GOAL A: From the post on cable interference, list every sentence in its first paragraph that begins with the word "I".
GOAL B: Condense the paragraph of the post on cable interference that opens with "I agree and really do not think" into a short bulleted list that keeps its main points.
GOAL C: Please output the portion of the post on cable interference starting at "To reduce magnetic" and ending at "that out there...".

DOCUMENT TEXT:

I agree and really do not think Walter implied that, assuming he has any sort of engineering or physics knowledge, but that statement can be read that way (or not). I do not know him nor his background. I think the statement was intended to convey the need for a well-shielded cable to prevent RFI from reaching the inner conductor. I think it is a mish-mash of market-speak that obfuscates the real meaning. I don't think RFI is a problem in cheap cables, either, unless very cheap and in the presence of a strong interference field. You can't have current without generating a magnetic field so that in itself is not distortion; if coupled to another signal it may be.

To reduce magnetic interference grounding might not help; you'd need to apply mu-metal shielding or some other ferrous material. Magnetic coupling is usually minor unless you put a low-noise high-gain stage next to a transformer or the incoming power line. Not saying there aren't components like that out there...

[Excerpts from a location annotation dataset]

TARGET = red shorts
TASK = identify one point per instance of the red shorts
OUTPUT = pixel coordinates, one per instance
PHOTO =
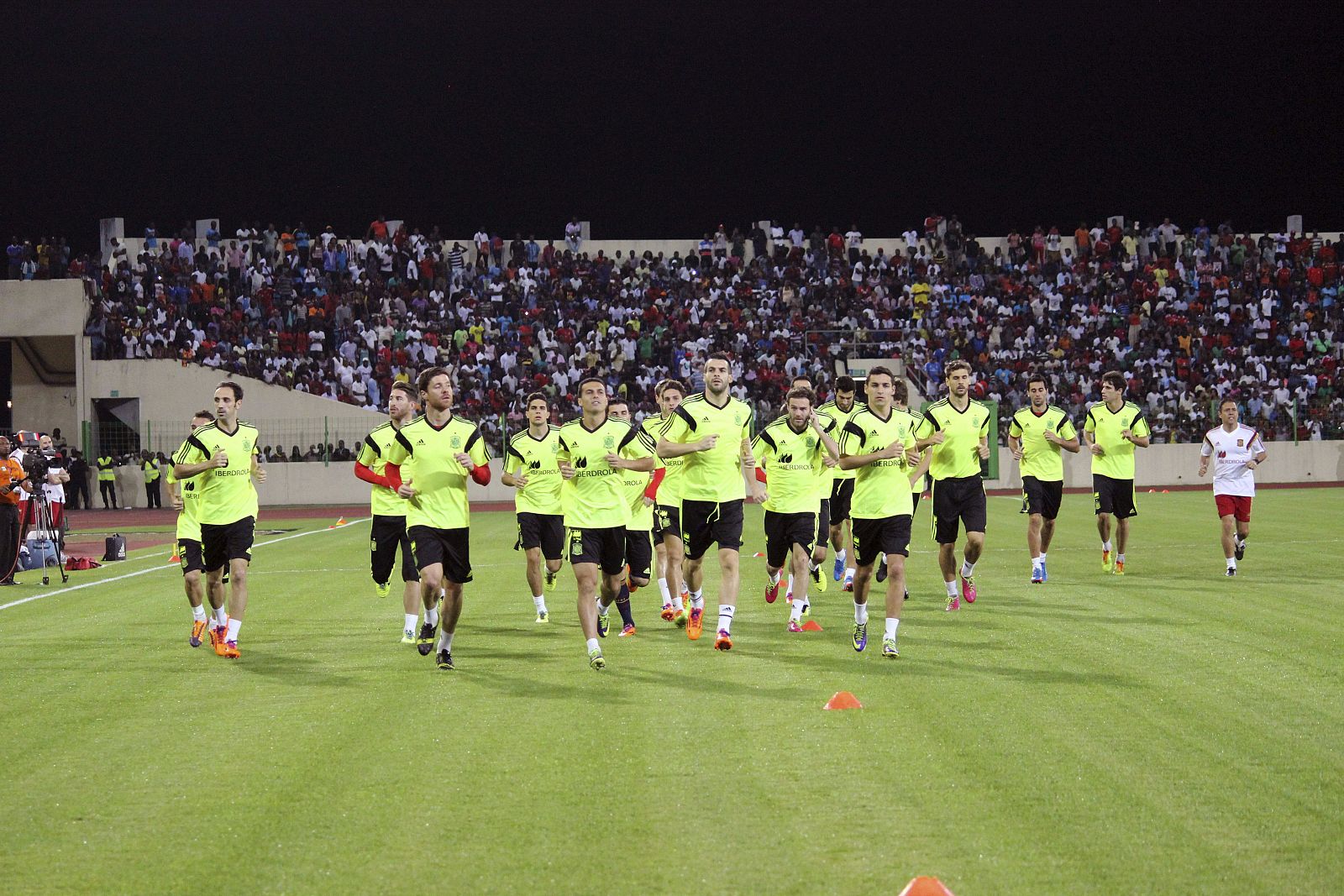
(1238, 506)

CORRECT ANSWER A:
- I agree and really do not think Walter implied that, assuming he has any sort of engineering or physics knowledge, but that statement can be read that way (or not).
- I do not know him nor his background.
- I think the statement was intended to convey the need for a well-shielded cable to prevent RFI from reaching the inner conductor.
- I think it is a mish-mash of market-speak that obfuscates the real meaning.
- I don't think RFI is a problem in cheap cables, either, unless very cheap and in the presence of a strong interference field.

CORRECT ANSWER B:
- The writer doesn't think Walter meant that, assuming he has engineering or physics knowledge, though the statement can be read that way. The writer doesn't know him or his background.
- The statement was probably meant to convey that a well-shielded cable is needed to keep RFI from reaching the inner conductor. It is a mix of market-speak that obscures the real meaning.
- RFI isn't a problem in cheap cables unless they are very cheap and in a strong interference field.
- Current always generates a magnetic field, so the field alone isn't distortion. It may become distortion if it couples to another signal.

CORRECT ANSWER C:
To reduce magnetic interference grounding might not help; you'd need to apply mu-metal shielding or some other ferrous material. Magnetic coupling is usually minor unless you put a low-noise high-gain stage next to a transformer or the incoming power line. Not saying there aren't components like that out there...